- **Tareas a realizar**:
a) Responde estas preguntas sobre el texto acerca de la frase shikata ga nai:
(i) ¿Qué significa aproximadamente "Shikata ga nai"?
(ii) ¿En qué libro se encontró la frase y quién lo escribió?
(iii) ¿Cómo se define "Hibakusha" en el texto?
b) Prosigue el texto sobre la frase shikata ga nai a partir de su última oración.

- **Extracto del documento**:
════════
Shikata ga nai es una frase japonesa que significa algo así como: “Ya no hay nada que hacer” o “ya no hay más remedio”.
La leí en el libro Hiroshima de John Richard Hersey, una obra suprema del periodismo narrativo que describe algunos habitantes del pueblo japonés luego que estallara la bomba, que desde 1945 hasta hoy, sigue teniendo efectos nocivos en la población.
El periodista y escritor, en uno de los pasajes de su libro, relata la vida y los pesares de Nakamura-san, que era una “Hibakusha” (persona afectada por la gran explosión), que no era del todo religiosa pero conservaba la creencia antigua que la resignación lleva a una percepción clara de las cosas.
Nakamura-san –así como la describe Hersey– es una mujer que se esforzaba por vivir el día a día y no tenía tiempo para adoptar alguna postura por lo que estaba pasando con su país y con el mundo en ese momento concreto de la historia.
════════
- **Datos extraídos**:
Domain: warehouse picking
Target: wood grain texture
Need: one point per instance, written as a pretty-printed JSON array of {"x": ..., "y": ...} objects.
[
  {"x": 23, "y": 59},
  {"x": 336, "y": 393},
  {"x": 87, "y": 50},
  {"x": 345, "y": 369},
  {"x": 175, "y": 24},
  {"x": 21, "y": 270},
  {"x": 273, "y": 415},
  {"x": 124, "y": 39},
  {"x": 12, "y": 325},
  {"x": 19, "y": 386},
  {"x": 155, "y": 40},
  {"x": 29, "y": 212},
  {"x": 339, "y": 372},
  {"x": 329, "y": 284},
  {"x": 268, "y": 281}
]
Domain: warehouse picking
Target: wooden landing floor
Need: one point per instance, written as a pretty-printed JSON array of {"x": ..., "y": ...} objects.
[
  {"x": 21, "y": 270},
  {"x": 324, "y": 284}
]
════════
- **Respuestas**:
a)
(i) Algo así como "Ya no hay nada que hacer" o "ya no hay más remedio".
(ii) En el libro Hiroshima, de John Richard Hersey.
(iii) Como una persona afectada por la gran explosión.

b)
Era como un mecanismo de defensa ante el infierno que le tocaba presenciar, que era simplemente causa de la mala suerte, parte del destino y tenía que ser aceptado.
Si bien en nuestro país no nos tocó sobrevivir a una bomba de destrucción masiva a nivel físico, sí la experimentamos a nivel moral y social. Paraguay es un país acostumbrado a sobrevivir con el infortunio desde tiempos inmemoriales.
Pero, en los últimos años da la sensación que el mal terminó por explotar y está destruyendo todo a su paso, llevando a la sociedad a estar con las manos atadas a una impotencia ante el tamaño del desastre.
Parece que ya nada sorprende, que así nomás luego tiene que ser; el país se cae a pedazos y ya no hay nada que hacer para remediarlo; este es un sentimiento que experimentan muchos.
La corrupción, el crimen organizado, el contrabando, el tráfico de drogas, el lavado de dinero están contaminando todo, dejándonos acogotados y forzándonos a aceptarlos como parte de nuestro día a día.
Nos estamos acostumbrando al sicariato: Que al salir de una fiesta, bajen unos hombres armados y metrallazos acabe con la vida de un grupo de personas, como le pasó a la hija del gobernador de Amambay, Ronald Acevedo, cuyo crimen, hasta ahora no fue aclarado.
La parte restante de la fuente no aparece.